Top of Page excerpt
Are You ‘Keen’ on Recess?

httpv://youtu.be/MUn3-rqsdcw

Coffee and smoke breaks – both of these are acceptable time periods during the day that employees take from an employer with no cost benefits in return. Frankly, the opposite is true. Hypertension, high blood pressure, cancer and death are all side-effects that drain our healthcare system and add increased costs to an employer’s balance sheet. I don’t know anyone who doesn’t feel just a little bit better after a stretch or walk around the block during the day and KEEN footwear thinks that getting away from your work area for just 10 minutes a day to do a little physical activity is worth making into a new ‘company’ policy.

KEEN has teamed up with Dr. Toni Yancey, author of Instant Recess: Building a Fit Nation 10 Minutes at a Time, to develop an online toolkit to help employers develop a program to take just a little time out of the day to reinvigorate and promote a healthier lifestyle for their employees through physical activity. The Recess at Work website is filled with presentation packages for introducing the concept of implementing a recess program to a management team, forms to track employee performance, lunchroom posters, score boards, workout videos and even a tool to calculate the return on the company’s investment into instituting such a program. All of the tools are designed to help a company kick-off their own ‘recess’ program and sustain one once it has been started.

As KEEN points out in their Manager Reality Check PDF from the Recess ToolKit:

Prolonged sitting increases the risk of premature death by 40%, even in lean people who exercise regularly. But by taking Recess breaks in your workplace, you can help protect employees’ physical and mental health. They’ll be more engaged, happier at work and more productive.

Implementing such a program may prove to be difficult, especially in these economic times as companies are trying to squeeze as much productivity out of their staff as possible. It is easy to say that the program only requires 10 minutes out of the day, but in reality it would probably mean 20 minutes out of the day. If you have worked in an office environment you know the staff will probably stroll of to the recess area for the first five minutes and have to use the rest room or grab a water before settling back into work after recess. The big question is does this cost in employee time outweigh the cost of a major illness or disease on a company’s health care costs.

Take heart disease alone – according to the Center of Disease Control (Heart Disease and Stroke Prevention Addressing the Nation’s Leading Killers: At A Glance 2011):

Death rates alone cannot describe the burden of heart disease and stroke. In 2010, the total costs of cardiovascular diseases in the United States were estimated to be $444 billion. Treatment of these diseases accounts for about $1 of every $6 spent on health care in this country. As the U.S. population ages, the economic impact of cardiovascular diseases on our nation’s health care system will become even greater.

That is just one statement about one disease. Spend any amount of time searching the internet about healthcare costs and you will find more information than you could ever read on the topic – almost all pointing to the increase of health care costs on employees, employers and our country. A program such as the KEEN Recess at Work is not going to be the golden ticket for employers to eliminate health care costs, but it certainly is a worthwhile tool for employers investigating options to reduce these costs. As Ben Franklin quoted in his Poor Richard’s Almanack, “An ounce of prevention is worth a pound of cure.”
Bottom of Page excerpt
Top of Entries provided
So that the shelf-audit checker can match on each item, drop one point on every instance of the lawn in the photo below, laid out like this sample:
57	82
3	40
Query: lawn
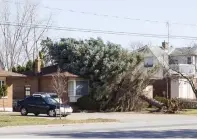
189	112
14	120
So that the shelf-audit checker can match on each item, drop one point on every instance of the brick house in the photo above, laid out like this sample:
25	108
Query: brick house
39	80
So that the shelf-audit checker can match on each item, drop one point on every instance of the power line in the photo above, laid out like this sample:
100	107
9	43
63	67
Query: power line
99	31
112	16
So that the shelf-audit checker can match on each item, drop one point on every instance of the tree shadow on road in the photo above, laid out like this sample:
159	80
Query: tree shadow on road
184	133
Bottom of Entries provided
Top of Entries provided
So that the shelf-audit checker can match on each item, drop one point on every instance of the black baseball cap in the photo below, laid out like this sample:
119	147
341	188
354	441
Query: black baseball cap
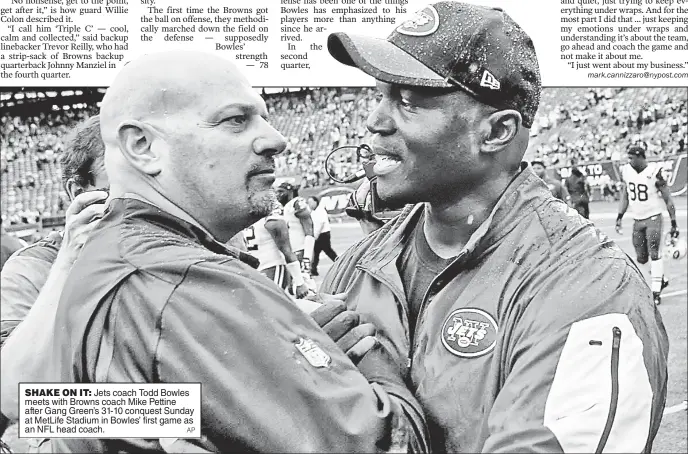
Bottom of Entries provided
Top of Entries provided
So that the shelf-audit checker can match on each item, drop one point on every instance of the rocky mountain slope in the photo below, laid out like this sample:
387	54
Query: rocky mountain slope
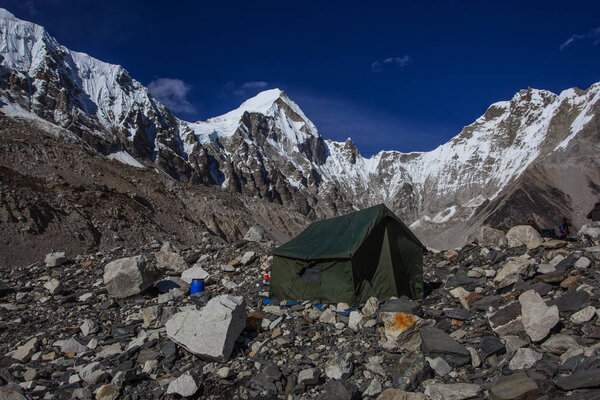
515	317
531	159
Bottom of Entries provided
> _Activities_
• a. List every item that the post on workplace recess says the Recess at Work website is filled with.
• b. According to the post on workplace recess, what were the estimated total costs of cardiovascular diseases in the United States in 2010?
• c. Write out the passage from the post on workplace recess, starting with "Coffee and smoke" and going on through "new ‘company’ policy.".

> _List of answers_
• a.
- Presentation packages for introducing the concept of a recess program to a management team
- Forms to track employee performance
- Lunchroom posters
- Score boards
- Workout videos
- A tool to calculate the return on the company's investment in instituting such a program

• b. They were estimated at $444 billion.

• c.
Coffee and smoke breaks – both of these are acceptable time periods during the day that employees take from an employer with no cost benefits in return. Frankly, the opposite is true. Hypertension, high blood pressure, cancer and death are all side-effects that drain our healthcare system and add increased costs to an employer’s balance sheet. I don’t know anyone who doesn’t feel just a little bit better after a stretch or walk around the block during the day and KEEN footwear thinks that getting away from your work area for just 10 minutes a day to do a little physical activity is worth making into a new ‘company’ policy.